Please rewrite the items from the start through the line that contains "[(475, 167), (495, 73), (461, 130), (451, 98), (395, 77)]", swapping "finger" for "thumb" and leaving everything else unchanged. Omit the pictures from your answer.

════════

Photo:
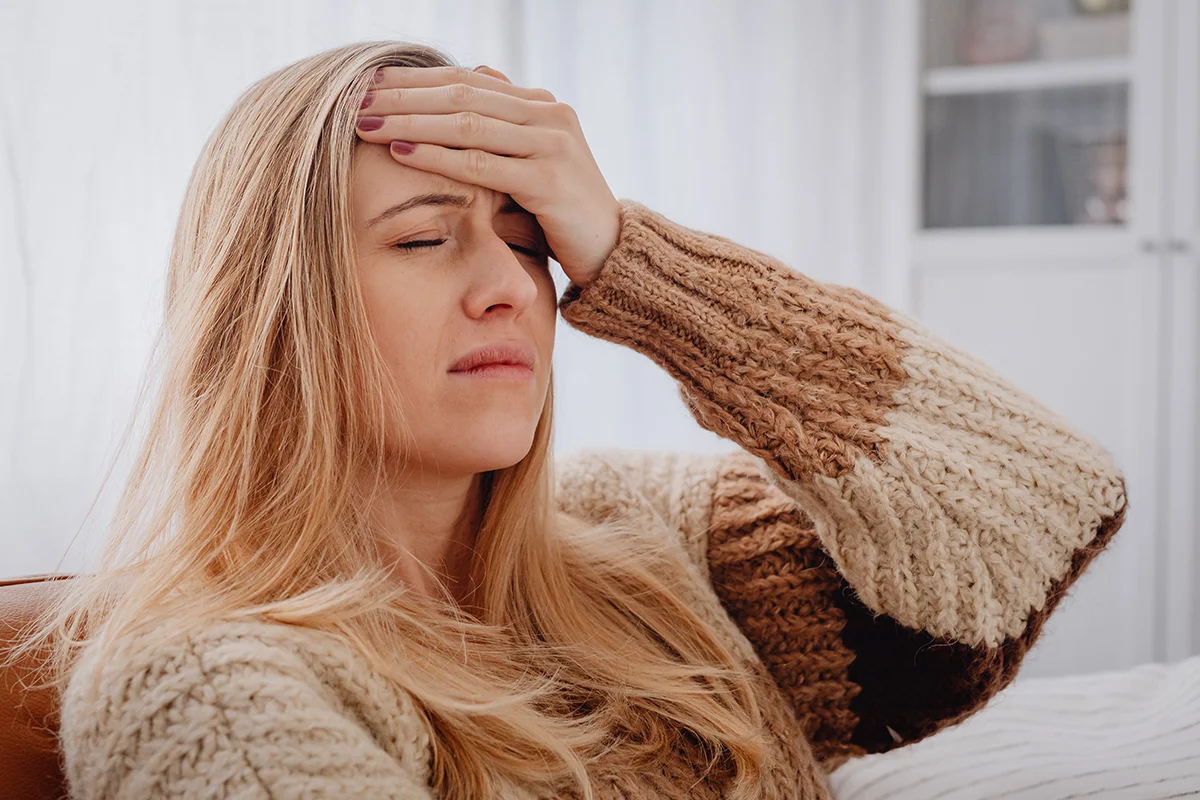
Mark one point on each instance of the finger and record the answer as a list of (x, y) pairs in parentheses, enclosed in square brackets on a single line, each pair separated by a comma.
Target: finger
[(475, 167), (495, 73), (461, 130), (451, 98), (395, 77)]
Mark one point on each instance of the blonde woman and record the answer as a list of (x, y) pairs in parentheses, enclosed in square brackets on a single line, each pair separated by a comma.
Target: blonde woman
[(346, 565)]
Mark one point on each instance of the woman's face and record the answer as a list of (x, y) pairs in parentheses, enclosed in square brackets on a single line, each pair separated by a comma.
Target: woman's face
[(430, 306)]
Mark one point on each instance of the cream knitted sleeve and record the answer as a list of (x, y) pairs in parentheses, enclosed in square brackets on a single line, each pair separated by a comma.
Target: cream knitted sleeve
[(238, 710), (948, 499)]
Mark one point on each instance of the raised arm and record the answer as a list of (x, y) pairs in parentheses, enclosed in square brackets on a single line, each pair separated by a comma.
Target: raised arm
[(948, 509)]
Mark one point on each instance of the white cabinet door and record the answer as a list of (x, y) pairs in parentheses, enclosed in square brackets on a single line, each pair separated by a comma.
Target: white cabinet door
[(1079, 335), (1042, 209)]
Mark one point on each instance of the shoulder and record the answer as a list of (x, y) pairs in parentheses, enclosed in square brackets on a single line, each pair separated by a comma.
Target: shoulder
[(235, 703)]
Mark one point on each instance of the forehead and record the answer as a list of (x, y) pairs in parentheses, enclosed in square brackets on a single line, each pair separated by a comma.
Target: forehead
[(377, 181)]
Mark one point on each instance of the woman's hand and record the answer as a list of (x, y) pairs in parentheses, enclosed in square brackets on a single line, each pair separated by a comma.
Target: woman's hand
[(478, 127)]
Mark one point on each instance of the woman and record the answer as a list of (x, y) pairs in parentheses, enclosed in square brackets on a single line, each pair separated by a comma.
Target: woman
[(346, 566)]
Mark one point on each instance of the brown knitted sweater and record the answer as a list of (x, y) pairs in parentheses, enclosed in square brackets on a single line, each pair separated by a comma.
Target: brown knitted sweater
[(881, 551)]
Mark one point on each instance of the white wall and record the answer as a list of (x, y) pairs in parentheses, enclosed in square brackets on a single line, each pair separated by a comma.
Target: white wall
[(745, 119)]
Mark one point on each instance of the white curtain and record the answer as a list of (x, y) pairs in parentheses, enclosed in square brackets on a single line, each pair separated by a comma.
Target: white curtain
[(744, 119)]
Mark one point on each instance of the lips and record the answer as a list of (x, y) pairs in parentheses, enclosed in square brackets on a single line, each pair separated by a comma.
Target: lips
[(511, 352)]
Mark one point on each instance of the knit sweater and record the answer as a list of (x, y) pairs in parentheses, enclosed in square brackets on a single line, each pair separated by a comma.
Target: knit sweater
[(881, 549)]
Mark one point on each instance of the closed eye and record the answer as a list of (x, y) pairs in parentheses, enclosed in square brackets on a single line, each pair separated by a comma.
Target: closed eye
[(435, 242)]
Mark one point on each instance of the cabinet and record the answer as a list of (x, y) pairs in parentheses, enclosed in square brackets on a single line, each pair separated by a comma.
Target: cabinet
[(1039, 206)]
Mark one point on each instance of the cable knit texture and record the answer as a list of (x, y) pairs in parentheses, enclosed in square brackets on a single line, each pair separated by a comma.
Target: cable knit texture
[(881, 549)]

════════

Written response:
Photo:
Mark one point on each instance of the thumb and record the answer as a list of (x, y) pairs in parentheses, enclosed in square brackets on a single line, each pair separated by a comma.
Target: thumb
[(475, 167), (495, 73), (461, 130), (451, 98), (395, 77)]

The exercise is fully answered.